[Source extract Boundary: Start]
Mobility assessment is the clinical evaluation of tooth movement within the alveolar socket when controlled force is applied, providing a direct measure of the integrity of the surrounding periodontal support structures. Unlike radiographic imaging, which captures static bone levels, mobility assessment offers a real-time, tactile indication of how securely a tooth remains anchored in place.
How It Works
The clinician applies firm, controlled pressure to the tooth crown using the handles of two instruments — or a finger opposing an instrument handle — then observes movement in horizontal (buccolingual and mesiodistal) and vertical directions. The most widely used grading scale classifies mobility into four levels:
- Grade 0: Physiologic mobility only — movement under 0.2 mm, considered normal for all teeth.
- Grade 1: Slight mobility — horizontal displacement up to 1 mm beyond physiologic range; clinically detectable but mild.
- Grade 2: Moderate mobility — horizontal movement between 1 and 2 mm; may begin affecting occlusal comfort.
- Grade 3: Severe mobility — horizontal displacement exceeding 2 mm or any detectable vertical (apical) movement.
Clinical Significance
Elevated tooth mobility rarely occurs in isolation — it reflects compromise of the supporting apparatus, most commonly the periodontal ligament and surrounding alveolar bone. As periodontitis drives progressive bone loss, the available bone-to-root surface area decreases, reducing resistance to lateral forces and causing measurable tooth movement. Other contributing factors include acute dental trauma, bruxism, periapical pathology, and occlusal overload from a high restoration or parafunctional habits.
Mobility findings are interpreted alongside radiographic bone levels, probing depths, and bleeding on probing to form a complete periodontal picture. A tooth with Grade 2 or 3 mobility paired with significant vertical bone loss carries a guarded-to-poor prognosis, directly influencing decisions about retention, extraction, and prosthetic planning. Serial mobility recordings across appointments allow clinicians to track disease progression or measure treatment response — decreasing mobility after scaling and root planing or surgical therapy is a favorable prognostic sign.
Documenting mobility at every comprehensive periodontal evaluation is a low-cost, high-yield step that enables early intervention before bone loss reaches a point of irreversible structural compromise.
[Source extract Boundary: End]
[Information shown Boundary: Start]
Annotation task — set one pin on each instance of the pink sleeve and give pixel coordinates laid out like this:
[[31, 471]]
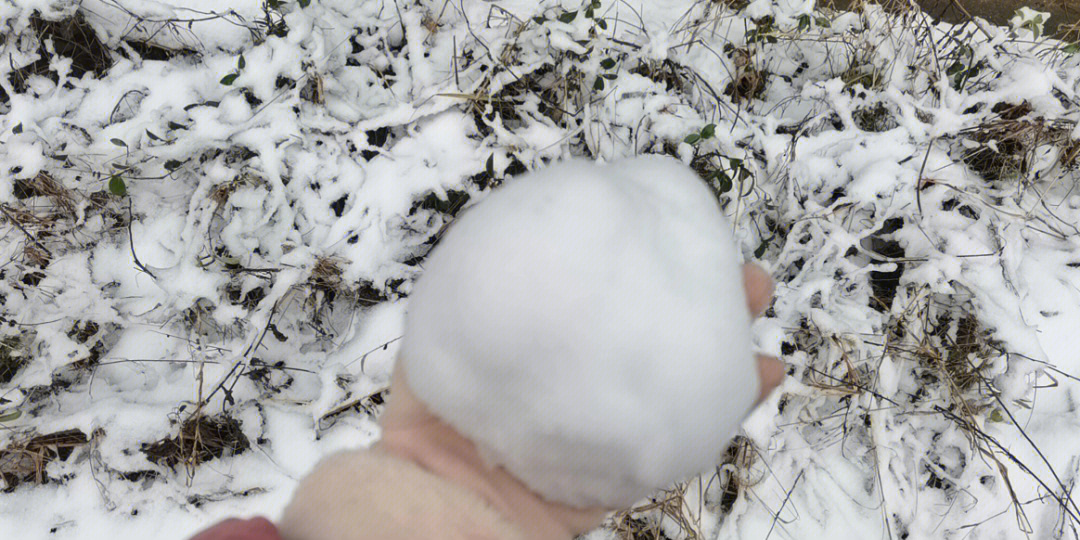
[Information shown Boundary: End]
Tasks to perform -
a. Translate this sentence from the passage on tooth mobility assessment into Spanish: "Documenting mobility at every comprehensive periodontal evaluation is a low-cost, high-yield step that enables early intervention before bone loss reaches a point of irreversible structural compromise."
b. According to the passage on tooth mobility assessment, how much horizontal movement defines Grade 2 mobility?

Answers for the tasks -
a. Documentar la movilidad en cada evaluación periodontal integral es un paso de bajo costo y alto rendimiento que permite una intervención temprana antes de que la pérdida ósea alcance un punto de compromiso estructural irreversible.

b. Between 1 and 2 mm.